It may be that the administration was not willing to permit a big funeral for a man accidentally killed when a work truck overturned; it may be that three or four of the Caucasian staff displayed signs of race discrimination; it may be a rumor more plausible than fact.  The "politicians" take any one of these, or a series, and worry it into a big camp issue.  How great an issue it becomes depends most of all on the degree of confidence the center as a whole has in its director and the coolness and fairness with which he customarily handles his people.  Too often the administration is out of touch with the main issues and grievances within the camp.  WRA suffers, like every other agency, form the manpower shortage.  Competent center directors and minor personnel are scarce.  Often enough the director finds his Caucasian staff more of a problem than the evacuees. 

The two so-called "riots", which brought the Army over the fence, arose from the accumulation of small grievances, whipped up to a crisis by groups struggling for powers and eager to put the administration on the spot.  There was, in each instance, a strike.  Actually strike in a relocation center is self-defeating, since almost all labor in the community works to provide goods and services for the evacuees themselves; no more than a handful work in the staff mess and office building.  Only when violence occurred, and the director thought he needed help in maintaining order, was the Army invited.

■ Given exercise A ■
In the passage on relocation center unrest, under what circumstances was the Army invited?
■ Given exercise B ■
List the possible incidents that the passage on relocation center unrest says the "politicians" take up and worry into a big camp issue.
■ Given exercise C ■
Carry on the passage about relocation center unrest, beginning right after its final sentence.

■ Listed entries ■
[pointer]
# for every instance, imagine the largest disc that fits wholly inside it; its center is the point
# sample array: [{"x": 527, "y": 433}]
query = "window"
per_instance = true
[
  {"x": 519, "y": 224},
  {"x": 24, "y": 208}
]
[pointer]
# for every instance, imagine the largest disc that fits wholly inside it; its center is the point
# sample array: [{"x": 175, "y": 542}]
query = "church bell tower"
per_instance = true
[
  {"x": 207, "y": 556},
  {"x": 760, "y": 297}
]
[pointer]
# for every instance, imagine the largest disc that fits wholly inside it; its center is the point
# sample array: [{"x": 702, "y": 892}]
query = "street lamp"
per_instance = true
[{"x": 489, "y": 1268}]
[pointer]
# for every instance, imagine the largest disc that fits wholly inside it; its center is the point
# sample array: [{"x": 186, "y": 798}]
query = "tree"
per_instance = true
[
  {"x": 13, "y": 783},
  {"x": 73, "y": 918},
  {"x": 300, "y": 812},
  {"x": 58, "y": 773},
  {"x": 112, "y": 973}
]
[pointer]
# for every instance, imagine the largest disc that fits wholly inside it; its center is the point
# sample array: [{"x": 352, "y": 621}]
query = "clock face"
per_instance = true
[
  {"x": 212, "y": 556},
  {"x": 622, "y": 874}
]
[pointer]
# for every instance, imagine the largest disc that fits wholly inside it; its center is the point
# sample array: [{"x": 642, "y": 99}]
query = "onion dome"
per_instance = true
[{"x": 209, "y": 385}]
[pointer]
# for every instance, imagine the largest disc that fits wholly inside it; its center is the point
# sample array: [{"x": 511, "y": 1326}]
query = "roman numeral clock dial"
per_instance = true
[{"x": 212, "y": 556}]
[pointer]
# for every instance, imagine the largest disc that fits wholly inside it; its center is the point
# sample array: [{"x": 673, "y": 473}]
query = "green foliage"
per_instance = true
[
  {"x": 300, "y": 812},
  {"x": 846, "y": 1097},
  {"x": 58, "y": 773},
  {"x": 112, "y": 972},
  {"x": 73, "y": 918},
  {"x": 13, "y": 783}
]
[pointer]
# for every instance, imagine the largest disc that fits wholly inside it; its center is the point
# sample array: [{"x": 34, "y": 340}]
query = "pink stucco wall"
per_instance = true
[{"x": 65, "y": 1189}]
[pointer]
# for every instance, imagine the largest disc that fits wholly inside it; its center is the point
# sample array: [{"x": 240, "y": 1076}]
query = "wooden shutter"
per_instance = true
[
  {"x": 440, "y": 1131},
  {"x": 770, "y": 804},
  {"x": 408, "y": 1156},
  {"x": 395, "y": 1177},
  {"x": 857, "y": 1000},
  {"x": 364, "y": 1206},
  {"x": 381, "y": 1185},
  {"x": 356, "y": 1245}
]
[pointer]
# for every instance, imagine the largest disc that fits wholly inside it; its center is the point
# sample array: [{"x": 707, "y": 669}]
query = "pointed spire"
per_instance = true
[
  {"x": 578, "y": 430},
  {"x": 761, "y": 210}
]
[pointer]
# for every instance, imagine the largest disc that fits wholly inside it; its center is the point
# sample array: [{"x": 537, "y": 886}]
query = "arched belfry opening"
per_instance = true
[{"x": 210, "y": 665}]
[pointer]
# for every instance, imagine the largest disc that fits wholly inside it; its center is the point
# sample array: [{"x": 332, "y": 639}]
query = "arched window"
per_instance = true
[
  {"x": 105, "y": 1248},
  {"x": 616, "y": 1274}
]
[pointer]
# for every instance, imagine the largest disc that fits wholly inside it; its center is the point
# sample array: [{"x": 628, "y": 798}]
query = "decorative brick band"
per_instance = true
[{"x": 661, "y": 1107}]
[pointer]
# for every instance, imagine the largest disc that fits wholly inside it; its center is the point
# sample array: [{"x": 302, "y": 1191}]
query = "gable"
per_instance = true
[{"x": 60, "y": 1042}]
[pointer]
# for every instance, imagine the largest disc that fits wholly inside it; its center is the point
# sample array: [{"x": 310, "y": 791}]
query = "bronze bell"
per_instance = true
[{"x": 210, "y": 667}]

■ Expected answer A ■
Only when violence occurred and the director thought he needed help in maintaining order.

■ Expected answer B ■
- The administration not being willing to permit a big funeral for a man accidentally killed when a work truck overturned
- Three or four of the Caucasian staff displaying signs of race discrimination
- A rumor more plausible than fact

■ Expected answer C ■
But trouble rarely reaches either the strike stage or violence.  The people in the Pacific Coast's little Tokyo rarely appeared on police blotters in the past, and now the crime record of WRA centers compares favorably with that of any small cities of their same size, or, indeed, with any Army camp.  Most of the policing is done by the evacuee themselves, appointed to the "internal security" staff of each center. 

Policing should be simpler than ever from now on.  The ideological air has been cleared; the pro-Japan people have been moved out.  The process of sifting the communities, separating the loyal and the disloyal, is virtually complete.  The "disloyal" have been sent to a segregation center in northeastern California, leaving the other nine centers populated only by loyal.